WHAT IS EXPECTED
Once you have read the data below, please repeat all of it exactly.
:::
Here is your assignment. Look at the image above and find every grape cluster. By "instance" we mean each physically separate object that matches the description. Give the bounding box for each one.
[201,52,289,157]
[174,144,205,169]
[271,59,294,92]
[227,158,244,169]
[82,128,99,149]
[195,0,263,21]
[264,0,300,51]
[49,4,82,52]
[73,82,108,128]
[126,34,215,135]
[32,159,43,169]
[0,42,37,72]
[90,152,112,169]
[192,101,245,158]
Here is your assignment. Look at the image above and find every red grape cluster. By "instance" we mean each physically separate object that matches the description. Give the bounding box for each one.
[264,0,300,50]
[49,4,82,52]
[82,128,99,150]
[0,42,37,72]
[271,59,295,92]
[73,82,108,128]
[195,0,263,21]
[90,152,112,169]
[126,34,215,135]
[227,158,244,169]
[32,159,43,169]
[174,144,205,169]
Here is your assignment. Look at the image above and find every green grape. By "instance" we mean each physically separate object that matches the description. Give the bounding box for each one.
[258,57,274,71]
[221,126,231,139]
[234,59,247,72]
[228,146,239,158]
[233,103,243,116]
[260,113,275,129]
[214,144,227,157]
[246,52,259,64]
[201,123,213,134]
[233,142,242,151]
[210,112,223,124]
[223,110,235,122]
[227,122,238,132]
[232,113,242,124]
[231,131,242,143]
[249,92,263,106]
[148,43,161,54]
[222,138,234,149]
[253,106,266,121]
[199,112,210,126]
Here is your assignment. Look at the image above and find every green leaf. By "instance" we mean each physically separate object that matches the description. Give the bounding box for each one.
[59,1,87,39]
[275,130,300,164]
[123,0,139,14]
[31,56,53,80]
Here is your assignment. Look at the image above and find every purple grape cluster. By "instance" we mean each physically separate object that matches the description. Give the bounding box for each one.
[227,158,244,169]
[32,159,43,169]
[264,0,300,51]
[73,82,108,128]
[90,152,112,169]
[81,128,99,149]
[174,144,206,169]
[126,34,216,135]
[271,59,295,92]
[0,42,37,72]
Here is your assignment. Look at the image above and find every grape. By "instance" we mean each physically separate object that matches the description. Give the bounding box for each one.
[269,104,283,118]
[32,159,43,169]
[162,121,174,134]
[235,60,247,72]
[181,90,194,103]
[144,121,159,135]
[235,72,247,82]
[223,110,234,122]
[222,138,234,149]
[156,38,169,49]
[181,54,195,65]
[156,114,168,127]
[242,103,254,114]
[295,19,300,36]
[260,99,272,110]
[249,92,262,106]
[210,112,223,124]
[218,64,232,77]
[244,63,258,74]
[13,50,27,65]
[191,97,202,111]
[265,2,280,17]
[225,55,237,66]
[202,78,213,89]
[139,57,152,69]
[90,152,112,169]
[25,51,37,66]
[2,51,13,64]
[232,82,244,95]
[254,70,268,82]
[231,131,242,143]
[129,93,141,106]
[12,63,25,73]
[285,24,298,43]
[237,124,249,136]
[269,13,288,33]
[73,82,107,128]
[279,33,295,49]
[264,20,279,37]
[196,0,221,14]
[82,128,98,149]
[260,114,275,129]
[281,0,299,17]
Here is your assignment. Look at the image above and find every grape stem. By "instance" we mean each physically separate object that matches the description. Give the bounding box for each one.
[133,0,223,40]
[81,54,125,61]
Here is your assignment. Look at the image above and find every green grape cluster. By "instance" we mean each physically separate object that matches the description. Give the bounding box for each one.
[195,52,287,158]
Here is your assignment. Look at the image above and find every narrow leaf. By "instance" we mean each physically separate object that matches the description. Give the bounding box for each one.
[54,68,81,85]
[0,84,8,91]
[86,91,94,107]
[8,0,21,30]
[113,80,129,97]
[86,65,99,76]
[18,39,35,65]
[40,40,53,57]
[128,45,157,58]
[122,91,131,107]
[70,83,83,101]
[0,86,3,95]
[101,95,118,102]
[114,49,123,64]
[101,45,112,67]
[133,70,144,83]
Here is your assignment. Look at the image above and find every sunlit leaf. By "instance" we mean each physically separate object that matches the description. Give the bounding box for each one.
:::
WRITTEN REPLY
Here is your assignment. Look at the image above and find every grape cluster. By "instance" we mean each physically separate object that matches the description. Give the bounding box for each one.
[201,52,289,157]
[174,144,205,169]
[271,59,294,92]
[227,158,244,169]
[82,128,99,149]
[195,0,263,21]
[264,0,300,51]
[49,4,82,52]
[73,82,108,128]
[126,34,215,135]
[32,159,43,169]
[0,42,37,72]
[90,152,112,169]
[192,101,245,158]
Here is your assignment. Look at the image above and find every red grape cluster. By "instance" we mean each physically separate object that matches the description. Give the bounding box for each one.
[264,0,300,50]
[49,4,82,52]
[82,128,99,150]
[0,42,37,72]
[271,59,295,92]
[73,82,108,128]
[195,0,263,21]
[90,152,112,169]
[126,34,215,135]
[227,158,244,169]
[32,159,43,169]
[174,144,205,169]
Here is your assignment. Look at the image above and find every green grape. By "instance" we mean each physically separate object that matches the description. Give the bounding box for each one.
[258,57,274,71]
[221,126,231,139]
[234,59,247,72]
[228,146,239,158]
[233,103,243,116]
[260,113,275,129]
[214,144,227,157]
[246,52,259,64]
[201,123,213,134]
[233,142,242,151]
[210,112,223,124]
[223,110,235,122]
[227,122,238,132]
[232,113,242,124]
[231,131,242,143]
[249,92,263,106]
[148,43,161,54]
[222,138,234,149]
[253,106,266,121]
[199,112,210,126]
Here is your assignment. Look at the image above and find every green leaf. By "instance" we mean each physically separate object that matches the description. Give the bounding box for each one.
[59,1,87,39]
[275,130,300,164]
[123,0,139,14]
[31,56,53,80]
Here is your assignment. Look at the image above and find every purple grape cluster. By "instance" we mean each physically separate object that matches the description. Give the bounding box for each one.
[227,158,244,169]
[32,159,43,169]
[264,0,300,51]
[73,82,108,128]
[90,152,112,169]
[81,128,99,149]
[174,144,206,169]
[126,34,216,135]
[271,59,295,92]
[0,42,37,72]
Here is your assignment. Look at the image above and find every grape. By "instance" we mean each physically separate object that matches the description. Give the bounding box for each one.
[269,104,283,118]
[32,159,43,169]
[162,121,174,134]
[235,60,247,72]
[181,90,194,103]
[144,121,159,135]
[235,72,247,82]
[223,110,234,122]
[222,138,234,149]
[156,38,169,49]
[181,54,195,65]
[156,114,168,127]
[242,103,254,114]
[295,19,300,36]
[260,99,272,110]
[249,92,262,106]
[210,112,223,124]
[218,64,232,77]
[244,63,258,74]
[13,50,27,65]
[191,97,202,111]
[265,2,280,17]
[225,55,237,66]
[202,78,213,89]
[139,57,152,69]
[90,152,112,169]
[25,51,37,66]
[2,51,13,64]
[232,82,244,95]
[254,70,268,82]
[231,131,242,143]
[129,93,141,106]
[12,63,25,73]
[285,24,298,43]
[237,124,249,136]
[269,13,288,33]
[73,82,107,128]
[279,33,295,49]
[264,20,279,37]
[196,0,221,14]
[82,128,98,149]
[260,114,275,129]
[281,0,299,17]
Here is your assignment. Look at the image above and find every grape stem. By "instance" we mean each physically separate object that matches the description. Give the bounding box for each one.
[133,0,223,40]
[81,54,125,61]
Here is your assignment. Look at the image above and find every green grape cluster. By "instance" we mean each physically separate object that matches the description. Give the bounding box for each one.
[195,52,287,158]
Here is your assignment. Look at the image above and find every narrow leaf. By "instance" we mean each physically separate object that matches the description. Give the bounding box for each one.
[54,68,81,85]
[0,84,8,91]
[86,91,94,107]
[8,0,21,30]
[113,80,129,97]
[86,65,99,76]
[18,39,35,65]
[40,40,53,57]
[128,45,157,58]
[122,91,131,107]
[70,83,83,101]
[0,86,3,95]
[101,95,118,102]
[114,49,123,64]
[101,45,112,67]
[133,70,144,83]
Here is your assignment. Look at the image above and find every sunlit leaf. By "instance" we mean each physically separate object that matches the description. Give the bounding box for each one.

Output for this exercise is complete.